Next morning our journey was delayed due to rains. A middle aged couple was accompanied with their kids. The husband enthused us to venture in the drizzle, which we did.  But later the deteriorating weather brought us to reason. We headed back to our tent.
On the way to Panjtarni, we crossed this river
We were supposed to reach Panjtarani (12729 ft) 11 km away, but had to settle at Poshpatri (1400 ft) 1.6 km away in an army camp. But climbing Mahagunas top and then negotiating a glacier at Rabbal took its toll on my health. Much above tree line, scare oxygen had increased my heart rate and I was having nausea. Instinctively, I headed for the medical camp leaving my luggage to my fried. The doctor instantly put me on oxygen and gave a shot in my arm to bring me back to normal. Strangely, he also was putting on the oxygen musk himself in between giving me and other patients. “Breathless is the order of the day, here”, he smiled.
Panjtarani is a valley lush green, fed by the river. Choppers that we saw from Pahelgam were landing here. The pilgrims were taking ponies from here to reach the Holy Cave (13500 ft), 10 Km away. We lost no time here, since rain had delayed our schedule. We headed for Sangam (11808 ft) and crossed the Amravati River below the cave and booked our next tent for the night. After a brief rest we headed for the Darshan. The steps of the cave were cold and they pinched our naked feet. We were relieved of our mobiles and cameras by the CRPF below, for security reasons. As we entered the cave, to our right we saw iron railings. We climbed further and again to right hand corner we saw the Shivling.

On the way to the holy cave 

“Jay Bholey!, Jay Amarnathji ki Jay!” were chanted everywhere. The end of arduous journey to the cave was no more arduous. The pains vanished. The inner self seemed connected to the holy ambience.  This is the place where Swami Vivekananda and Sister Nivedita visited. This is where Swamiji got the sight of Lord Amarnath while he was sitting outside of the cave after taking a bath in the Amravati and paying homage to Lord Shiva. Sister Nivedita was right in a book-Notes of some wanderings with the Swami Vivekananda- where she wrote that the beauty of the route was comparable to that of Switzerland and Norway.
“Kabutar Dekha” asked a Sadhu. I heard that when Lord Shiva was telling a story of immortality to Goddess Parvati, two pigeons listened from their chubby hole. Locals say these pigeons still visit the cave shrine.
Next day we came down from the Baltal route crossing a glacier at Barari. The route was stiff and utmost caution was needed for the decent. All along, we saw choppers giving sorties from Panjtarani to Baltal, from where one can take a car back to Srinagar or Jammu.
When we came down to Baltal the pristine valley welcomed us with the greens. Our car came down to the national highway leaving the mountains where Lord Amarnath will remain for the rest of the year without a soul around.

DATASET CONTENT:
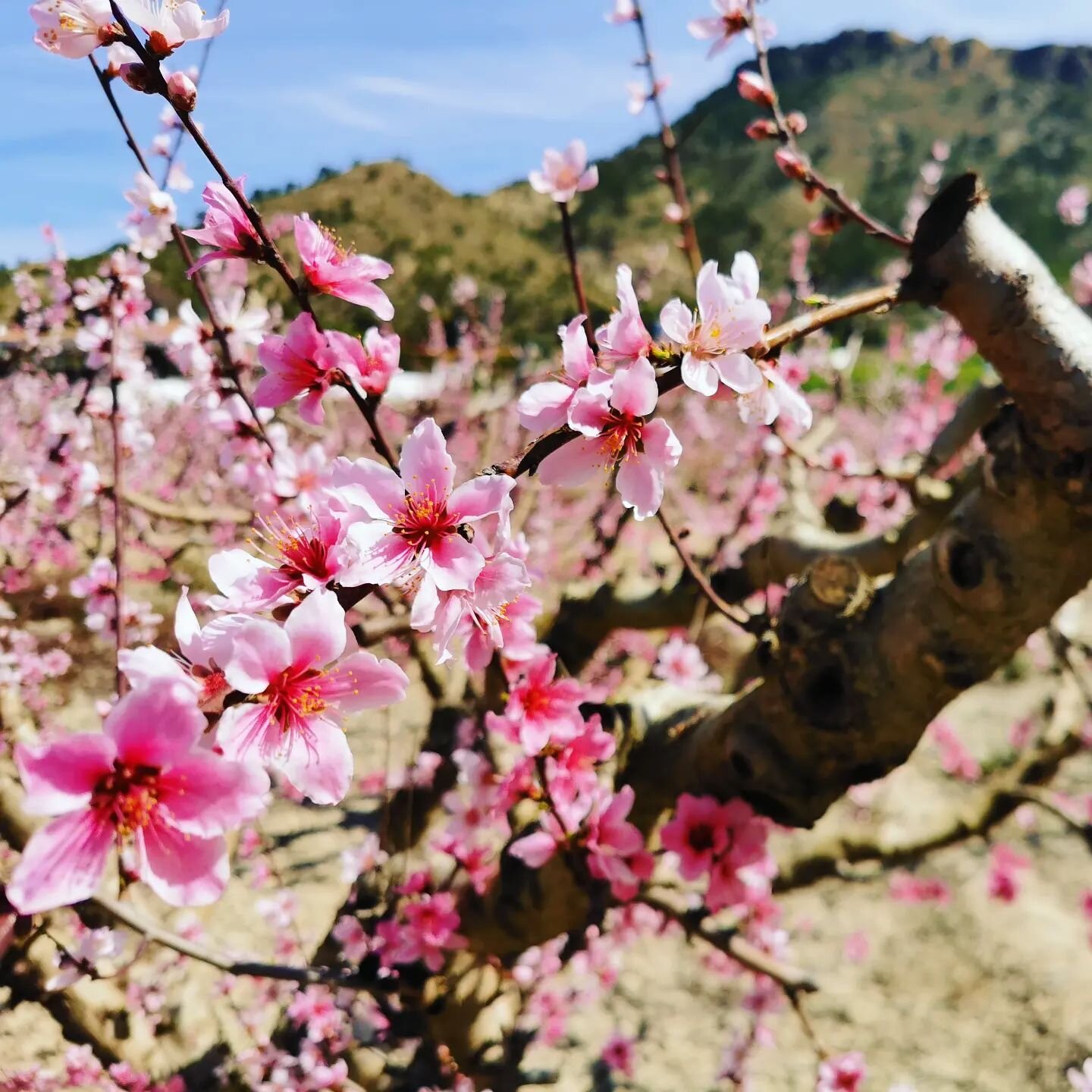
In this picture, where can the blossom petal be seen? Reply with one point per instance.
(62, 863)
(317, 630)
(255, 654)
(452, 563)
(59, 777)
(183, 869)
(156, 725)
(319, 767)
(364, 682)
(426, 466)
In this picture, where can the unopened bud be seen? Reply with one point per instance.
(754, 89)
(136, 76)
(761, 129)
(791, 164)
(183, 92)
(158, 45)
(829, 222)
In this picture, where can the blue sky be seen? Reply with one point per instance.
(469, 91)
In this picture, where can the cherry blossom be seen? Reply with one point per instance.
(169, 24)
(612, 413)
(565, 174)
(331, 268)
(1074, 205)
(625, 337)
(730, 319)
(846, 1072)
(292, 726)
(412, 522)
(74, 29)
(545, 405)
(305, 362)
(228, 228)
(139, 786)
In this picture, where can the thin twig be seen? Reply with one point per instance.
(860, 303)
(231, 369)
(672, 162)
(578, 281)
(811, 178)
(736, 614)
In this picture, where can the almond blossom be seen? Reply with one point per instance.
(169, 23)
(625, 339)
(411, 522)
(1074, 206)
(228, 228)
(565, 174)
(612, 413)
(545, 406)
(74, 29)
(305, 362)
(730, 319)
(142, 786)
(292, 725)
(331, 268)
(731, 19)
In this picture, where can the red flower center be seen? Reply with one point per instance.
(425, 521)
(127, 796)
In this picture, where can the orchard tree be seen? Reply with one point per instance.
(587, 779)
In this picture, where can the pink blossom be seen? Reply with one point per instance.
(140, 784)
(625, 337)
(305, 362)
(776, 397)
(300, 556)
(682, 663)
(479, 610)
(1005, 868)
(543, 709)
(1080, 278)
(754, 89)
(545, 406)
(412, 522)
(426, 932)
(332, 270)
(1074, 205)
(379, 362)
(74, 29)
(616, 851)
(290, 726)
(618, 1054)
(565, 174)
(228, 228)
(846, 1072)
(731, 19)
(612, 413)
(730, 319)
(698, 833)
(623, 11)
(955, 758)
(905, 887)
(169, 24)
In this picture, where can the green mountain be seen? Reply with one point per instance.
(875, 103)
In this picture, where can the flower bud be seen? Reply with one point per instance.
(754, 89)
(791, 164)
(761, 129)
(797, 123)
(136, 76)
(183, 92)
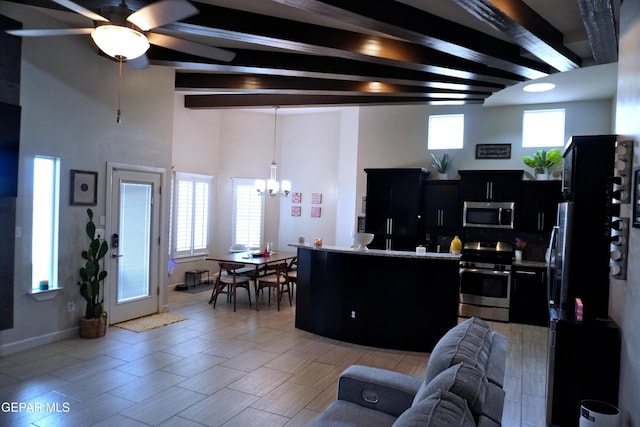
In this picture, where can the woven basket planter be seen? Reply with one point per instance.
(93, 328)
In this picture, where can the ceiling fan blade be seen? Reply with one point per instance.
(192, 48)
(81, 10)
(46, 32)
(139, 63)
(161, 13)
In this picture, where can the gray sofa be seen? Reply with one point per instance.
(462, 386)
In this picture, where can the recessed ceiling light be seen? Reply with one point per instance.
(538, 87)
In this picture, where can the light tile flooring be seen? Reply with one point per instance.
(221, 368)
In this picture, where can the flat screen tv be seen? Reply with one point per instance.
(9, 149)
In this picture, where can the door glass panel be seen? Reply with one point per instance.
(135, 241)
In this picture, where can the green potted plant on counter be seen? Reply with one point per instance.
(442, 164)
(543, 162)
(92, 274)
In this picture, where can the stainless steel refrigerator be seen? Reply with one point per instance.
(584, 353)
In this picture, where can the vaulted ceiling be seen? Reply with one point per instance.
(356, 52)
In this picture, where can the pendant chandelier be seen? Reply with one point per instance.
(272, 186)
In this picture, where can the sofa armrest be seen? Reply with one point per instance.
(379, 389)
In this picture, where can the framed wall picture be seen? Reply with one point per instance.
(84, 188)
(493, 151)
(636, 197)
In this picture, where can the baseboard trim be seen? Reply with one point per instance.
(27, 344)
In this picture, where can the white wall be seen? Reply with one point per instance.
(69, 100)
(625, 295)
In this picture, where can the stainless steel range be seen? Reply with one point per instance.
(485, 280)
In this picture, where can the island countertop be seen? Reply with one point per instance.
(380, 252)
(388, 299)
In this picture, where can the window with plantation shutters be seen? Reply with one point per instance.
(191, 214)
(248, 214)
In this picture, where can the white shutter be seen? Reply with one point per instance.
(248, 218)
(191, 213)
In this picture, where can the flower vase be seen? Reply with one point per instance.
(456, 246)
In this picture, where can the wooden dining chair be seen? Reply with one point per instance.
(228, 281)
(279, 281)
(293, 273)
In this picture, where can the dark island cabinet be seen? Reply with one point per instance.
(528, 299)
(345, 295)
(490, 185)
(538, 205)
(442, 209)
(394, 207)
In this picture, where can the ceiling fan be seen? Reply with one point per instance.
(125, 35)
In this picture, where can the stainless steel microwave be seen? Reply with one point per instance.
(488, 214)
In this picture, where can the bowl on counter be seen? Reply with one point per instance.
(361, 241)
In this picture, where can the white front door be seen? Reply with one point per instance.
(134, 244)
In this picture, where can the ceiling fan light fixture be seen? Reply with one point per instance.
(120, 42)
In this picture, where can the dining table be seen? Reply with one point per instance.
(254, 259)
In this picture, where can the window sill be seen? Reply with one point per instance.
(46, 295)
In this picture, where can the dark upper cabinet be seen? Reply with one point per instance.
(538, 205)
(490, 185)
(442, 205)
(528, 299)
(394, 207)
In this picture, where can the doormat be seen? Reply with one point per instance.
(200, 287)
(153, 321)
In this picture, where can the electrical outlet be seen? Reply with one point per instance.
(100, 233)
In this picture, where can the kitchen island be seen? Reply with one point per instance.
(388, 299)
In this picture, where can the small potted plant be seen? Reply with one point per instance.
(94, 322)
(519, 246)
(543, 162)
(442, 164)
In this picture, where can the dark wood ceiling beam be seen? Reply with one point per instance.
(417, 26)
(311, 66)
(527, 28)
(261, 84)
(600, 23)
(267, 100)
(245, 27)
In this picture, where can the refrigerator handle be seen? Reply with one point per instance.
(551, 256)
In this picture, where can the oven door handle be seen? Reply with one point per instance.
(487, 272)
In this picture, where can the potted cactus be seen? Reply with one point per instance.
(543, 161)
(442, 164)
(92, 274)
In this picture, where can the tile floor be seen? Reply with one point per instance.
(221, 368)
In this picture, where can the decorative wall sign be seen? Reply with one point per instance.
(636, 197)
(84, 188)
(493, 151)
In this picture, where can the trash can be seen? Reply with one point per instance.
(594, 413)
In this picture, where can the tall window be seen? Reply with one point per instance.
(191, 214)
(248, 214)
(543, 128)
(44, 240)
(446, 131)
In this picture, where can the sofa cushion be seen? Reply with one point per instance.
(341, 413)
(440, 409)
(463, 380)
(468, 342)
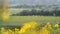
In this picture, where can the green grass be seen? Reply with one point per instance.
(19, 20)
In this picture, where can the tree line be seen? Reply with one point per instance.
(34, 12)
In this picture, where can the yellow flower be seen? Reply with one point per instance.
(56, 25)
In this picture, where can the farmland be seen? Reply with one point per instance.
(17, 20)
(32, 25)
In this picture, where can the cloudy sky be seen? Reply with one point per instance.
(16, 2)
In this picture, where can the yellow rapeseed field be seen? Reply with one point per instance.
(30, 28)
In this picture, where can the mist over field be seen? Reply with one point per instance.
(46, 2)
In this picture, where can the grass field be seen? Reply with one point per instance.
(19, 20)
(32, 25)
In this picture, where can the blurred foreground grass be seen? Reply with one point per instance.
(19, 20)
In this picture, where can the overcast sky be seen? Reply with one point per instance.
(16, 2)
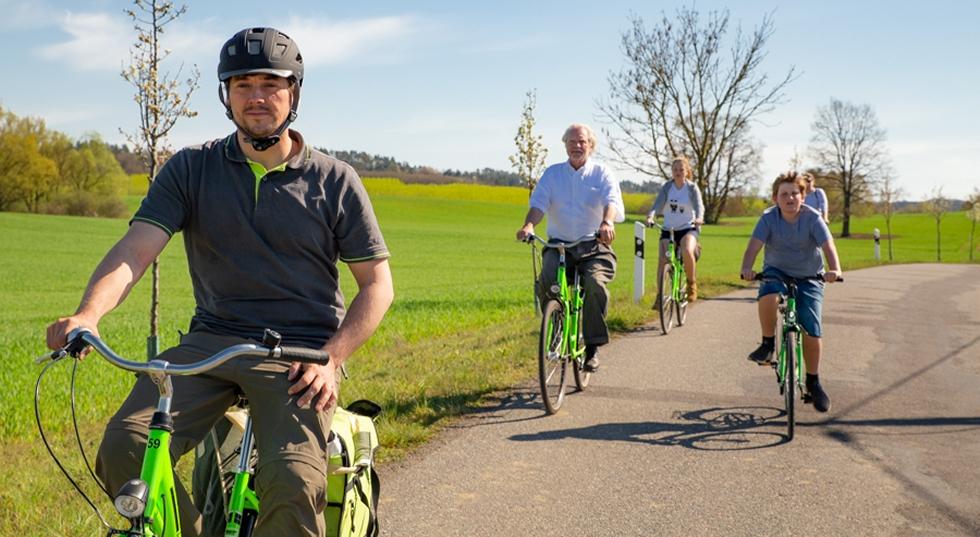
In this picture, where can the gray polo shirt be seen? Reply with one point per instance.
(263, 250)
(793, 248)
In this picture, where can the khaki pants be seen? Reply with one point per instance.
(291, 474)
(597, 265)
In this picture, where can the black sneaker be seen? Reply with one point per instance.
(819, 398)
(762, 355)
(591, 364)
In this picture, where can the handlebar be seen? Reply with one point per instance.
(818, 277)
(80, 338)
(655, 224)
(531, 237)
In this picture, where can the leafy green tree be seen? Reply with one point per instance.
(531, 153)
(888, 194)
(91, 167)
(28, 166)
(973, 213)
(937, 206)
(161, 103)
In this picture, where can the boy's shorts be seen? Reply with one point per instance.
(809, 298)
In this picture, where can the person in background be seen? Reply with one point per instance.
(679, 201)
(581, 199)
(816, 197)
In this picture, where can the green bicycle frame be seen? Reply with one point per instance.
(790, 325)
(243, 499)
(572, 303)
(160, 517)
(675, 262)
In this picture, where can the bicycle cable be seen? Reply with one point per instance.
(44, 439)
(78, 436)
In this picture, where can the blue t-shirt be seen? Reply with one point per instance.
(792, 248)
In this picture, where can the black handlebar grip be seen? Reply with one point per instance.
(302, 354)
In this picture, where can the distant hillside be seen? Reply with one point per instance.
(369, 165)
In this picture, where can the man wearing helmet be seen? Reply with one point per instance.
(264, 220)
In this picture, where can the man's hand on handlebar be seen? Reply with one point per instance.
(57, 333)
(606, 233)
(312, 380)
(525, 231)
(832, 276)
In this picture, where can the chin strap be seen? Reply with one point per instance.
(260, 144)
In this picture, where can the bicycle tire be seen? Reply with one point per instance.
(681, 304)
(667, 299)
(789, 383)
(582, 377)
(552, 364)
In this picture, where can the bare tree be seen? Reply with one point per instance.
(161, 101)
(848, 144)
(973, 213)
(888, 194)
(682, 93)
(937, 206)
(531, 153)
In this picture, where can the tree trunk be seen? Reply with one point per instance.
(972, 229)
(888, 229)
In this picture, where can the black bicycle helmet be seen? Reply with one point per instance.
(260, 51)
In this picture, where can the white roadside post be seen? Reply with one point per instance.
(639, 235)
(877, 245)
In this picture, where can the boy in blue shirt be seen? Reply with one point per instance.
(794, 235)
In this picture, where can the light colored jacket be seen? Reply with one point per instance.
(693, 192)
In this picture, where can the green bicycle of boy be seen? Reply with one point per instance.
(790, 362)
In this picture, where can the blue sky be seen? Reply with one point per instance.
(442, 83)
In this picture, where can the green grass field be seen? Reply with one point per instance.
(461, 327)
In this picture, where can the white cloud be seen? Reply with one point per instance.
(333, 42)
(98, 42)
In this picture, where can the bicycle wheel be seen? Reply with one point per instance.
(789, 383)
(667, 299)
(582, 377)
(552, 365)
(681, 303)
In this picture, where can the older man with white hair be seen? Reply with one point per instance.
(581, 199)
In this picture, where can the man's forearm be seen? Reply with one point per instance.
(112, 281)
(363, 317)
(533, 216)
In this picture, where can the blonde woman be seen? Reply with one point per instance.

EXERCISE A:
Answer these questions about the account of the Amarnath pilgrimage:
(i) How far is the Holy Cave from Panjtarani?
(ii) Which two countries did Sister Nivedita compare the beauty of the route to?
(iii) Where did the travelers cross a glacier on their way down by the Baltal route?
EXERCISE B: In the account of the Amarnath pilgrimage, write out again the passage that opens with the words containing "When we came" and closes with "a soul around.", swapping "national highway" for "main road".
The items stand apart from the account and serve as separate material.

RESPONSE BOX A:
(i) 10 km
(ii) Switzerland and Norway
(iii) Barari

RESPONSE BOX B:
When we came down to Baltal the pristine valley welcomed us with the greens. Our car came down to the main road leaving the mountains where Lord Amarnath will remain for the rest of the year without a soul around.